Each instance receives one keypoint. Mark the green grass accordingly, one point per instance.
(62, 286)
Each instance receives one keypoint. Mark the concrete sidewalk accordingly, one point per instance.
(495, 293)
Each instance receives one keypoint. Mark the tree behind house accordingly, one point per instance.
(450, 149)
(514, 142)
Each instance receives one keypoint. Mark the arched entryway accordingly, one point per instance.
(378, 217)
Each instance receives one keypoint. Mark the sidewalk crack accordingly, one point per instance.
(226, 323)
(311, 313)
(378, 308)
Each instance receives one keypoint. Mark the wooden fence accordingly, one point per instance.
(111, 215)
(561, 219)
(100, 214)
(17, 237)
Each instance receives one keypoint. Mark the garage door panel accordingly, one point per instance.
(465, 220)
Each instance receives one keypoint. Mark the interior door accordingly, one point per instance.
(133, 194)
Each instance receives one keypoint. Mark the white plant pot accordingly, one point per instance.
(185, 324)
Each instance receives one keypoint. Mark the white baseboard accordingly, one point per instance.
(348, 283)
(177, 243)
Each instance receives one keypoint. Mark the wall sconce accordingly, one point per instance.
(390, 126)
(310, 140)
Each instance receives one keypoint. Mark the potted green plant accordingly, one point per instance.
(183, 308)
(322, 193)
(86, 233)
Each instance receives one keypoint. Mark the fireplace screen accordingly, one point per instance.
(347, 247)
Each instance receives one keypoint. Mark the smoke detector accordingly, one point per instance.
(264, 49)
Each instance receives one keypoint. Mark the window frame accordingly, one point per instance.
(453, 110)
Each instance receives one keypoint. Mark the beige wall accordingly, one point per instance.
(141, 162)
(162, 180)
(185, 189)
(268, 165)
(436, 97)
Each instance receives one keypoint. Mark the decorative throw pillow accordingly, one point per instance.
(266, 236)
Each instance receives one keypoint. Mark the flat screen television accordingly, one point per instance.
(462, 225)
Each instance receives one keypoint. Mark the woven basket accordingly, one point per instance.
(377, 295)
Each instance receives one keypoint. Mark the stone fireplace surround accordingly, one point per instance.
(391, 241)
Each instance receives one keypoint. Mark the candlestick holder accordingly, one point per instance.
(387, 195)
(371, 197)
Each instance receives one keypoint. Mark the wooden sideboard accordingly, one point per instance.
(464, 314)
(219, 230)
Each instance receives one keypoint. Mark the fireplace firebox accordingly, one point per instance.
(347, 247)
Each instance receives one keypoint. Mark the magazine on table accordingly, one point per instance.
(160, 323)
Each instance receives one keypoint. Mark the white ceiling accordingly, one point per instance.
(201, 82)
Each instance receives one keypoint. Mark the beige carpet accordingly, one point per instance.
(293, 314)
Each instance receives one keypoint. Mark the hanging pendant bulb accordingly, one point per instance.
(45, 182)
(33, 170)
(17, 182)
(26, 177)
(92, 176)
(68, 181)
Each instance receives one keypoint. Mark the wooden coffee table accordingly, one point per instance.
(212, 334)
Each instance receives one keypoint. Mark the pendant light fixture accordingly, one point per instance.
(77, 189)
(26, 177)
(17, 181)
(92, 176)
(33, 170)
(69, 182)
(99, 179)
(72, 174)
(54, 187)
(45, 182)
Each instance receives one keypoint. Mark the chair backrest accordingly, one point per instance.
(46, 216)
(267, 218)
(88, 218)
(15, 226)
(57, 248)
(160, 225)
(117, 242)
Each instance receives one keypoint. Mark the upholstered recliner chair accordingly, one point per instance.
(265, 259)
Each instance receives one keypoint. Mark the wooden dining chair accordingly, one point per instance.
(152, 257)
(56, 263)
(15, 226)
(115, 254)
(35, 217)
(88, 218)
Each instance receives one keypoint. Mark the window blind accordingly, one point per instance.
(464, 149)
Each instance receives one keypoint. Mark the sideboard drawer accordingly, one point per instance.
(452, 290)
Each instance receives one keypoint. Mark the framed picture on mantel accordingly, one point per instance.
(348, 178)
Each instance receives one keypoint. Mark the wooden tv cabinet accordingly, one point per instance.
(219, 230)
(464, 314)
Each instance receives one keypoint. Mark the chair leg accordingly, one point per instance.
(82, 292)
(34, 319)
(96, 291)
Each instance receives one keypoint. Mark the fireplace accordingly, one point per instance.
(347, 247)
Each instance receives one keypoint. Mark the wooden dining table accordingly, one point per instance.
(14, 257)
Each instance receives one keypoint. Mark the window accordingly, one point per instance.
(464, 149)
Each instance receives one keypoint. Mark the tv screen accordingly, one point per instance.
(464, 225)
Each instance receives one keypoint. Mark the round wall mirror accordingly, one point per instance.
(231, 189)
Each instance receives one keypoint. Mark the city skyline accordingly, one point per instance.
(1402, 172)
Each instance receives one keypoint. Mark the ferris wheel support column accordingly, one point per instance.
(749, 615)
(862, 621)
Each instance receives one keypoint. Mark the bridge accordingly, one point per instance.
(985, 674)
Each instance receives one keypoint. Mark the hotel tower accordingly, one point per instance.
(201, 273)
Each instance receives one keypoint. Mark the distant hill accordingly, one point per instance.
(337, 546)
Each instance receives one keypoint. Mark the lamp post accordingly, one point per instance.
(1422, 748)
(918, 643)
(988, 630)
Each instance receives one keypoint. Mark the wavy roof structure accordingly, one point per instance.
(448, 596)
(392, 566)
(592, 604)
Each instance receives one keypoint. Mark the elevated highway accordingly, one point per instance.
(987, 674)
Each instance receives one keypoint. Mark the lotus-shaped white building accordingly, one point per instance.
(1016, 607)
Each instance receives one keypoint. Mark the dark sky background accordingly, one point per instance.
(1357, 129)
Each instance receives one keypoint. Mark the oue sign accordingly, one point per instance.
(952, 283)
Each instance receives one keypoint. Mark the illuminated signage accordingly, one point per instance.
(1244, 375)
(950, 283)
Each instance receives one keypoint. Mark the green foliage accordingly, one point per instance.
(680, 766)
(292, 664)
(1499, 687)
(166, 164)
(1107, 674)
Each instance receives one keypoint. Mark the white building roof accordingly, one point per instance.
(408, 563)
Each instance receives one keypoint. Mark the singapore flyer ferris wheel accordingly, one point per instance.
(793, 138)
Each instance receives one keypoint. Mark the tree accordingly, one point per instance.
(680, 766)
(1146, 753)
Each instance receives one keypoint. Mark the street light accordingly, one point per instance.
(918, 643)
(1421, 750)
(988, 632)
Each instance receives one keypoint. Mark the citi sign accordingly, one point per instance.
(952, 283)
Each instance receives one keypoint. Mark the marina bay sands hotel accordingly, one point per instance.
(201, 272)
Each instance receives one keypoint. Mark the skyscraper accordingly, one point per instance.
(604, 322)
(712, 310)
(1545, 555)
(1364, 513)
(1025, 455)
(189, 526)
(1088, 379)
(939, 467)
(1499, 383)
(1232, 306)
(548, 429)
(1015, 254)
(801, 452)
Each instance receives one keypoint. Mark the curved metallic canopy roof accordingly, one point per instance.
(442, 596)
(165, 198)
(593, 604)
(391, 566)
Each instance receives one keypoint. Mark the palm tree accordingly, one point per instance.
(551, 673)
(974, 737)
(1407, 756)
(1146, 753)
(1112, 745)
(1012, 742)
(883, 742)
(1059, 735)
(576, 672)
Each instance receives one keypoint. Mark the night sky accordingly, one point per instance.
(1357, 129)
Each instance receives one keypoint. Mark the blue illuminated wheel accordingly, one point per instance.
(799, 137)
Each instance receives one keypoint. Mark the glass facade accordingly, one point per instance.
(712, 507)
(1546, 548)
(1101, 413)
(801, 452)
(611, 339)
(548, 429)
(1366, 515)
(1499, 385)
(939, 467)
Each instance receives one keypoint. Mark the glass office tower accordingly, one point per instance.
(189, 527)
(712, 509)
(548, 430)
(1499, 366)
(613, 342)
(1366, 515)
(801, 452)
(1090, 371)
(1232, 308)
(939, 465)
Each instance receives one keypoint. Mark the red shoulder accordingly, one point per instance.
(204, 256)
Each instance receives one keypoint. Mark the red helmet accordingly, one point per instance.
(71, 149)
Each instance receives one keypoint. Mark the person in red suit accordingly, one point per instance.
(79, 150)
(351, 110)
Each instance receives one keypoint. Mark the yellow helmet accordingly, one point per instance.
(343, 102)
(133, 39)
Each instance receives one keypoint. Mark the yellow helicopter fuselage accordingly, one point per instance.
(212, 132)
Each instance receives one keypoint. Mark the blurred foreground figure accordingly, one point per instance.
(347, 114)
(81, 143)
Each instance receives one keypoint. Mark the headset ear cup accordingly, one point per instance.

========

--- Task prompt ---
Rescale the data from the line containing "Each instance receives one keypoint. Mark the yellow helmet" through the end of the data. Rewrite every one of those lines, leaving the wording unchanged and multiplying each coordinate in the answers by 1.6, rounded to whole numbers with halves rounded up.

--- Full response ---
Each instance receives one keypoint. Mark the yellow helmet accordingly, one point per instance.
(549, 163)
(213, 62)
Each instance receives one keypoint. Mark the yellow helicopter fuselage accordingly, one point per instance.
(339, 211)
Each instance receives one keypoint. Mark the blurred foreground figure accordingly, one point per instance.
(555, 182)
(130, 229)
Each instance receives one keypoint. Mark the headset ear cup accordingly, one point per instance.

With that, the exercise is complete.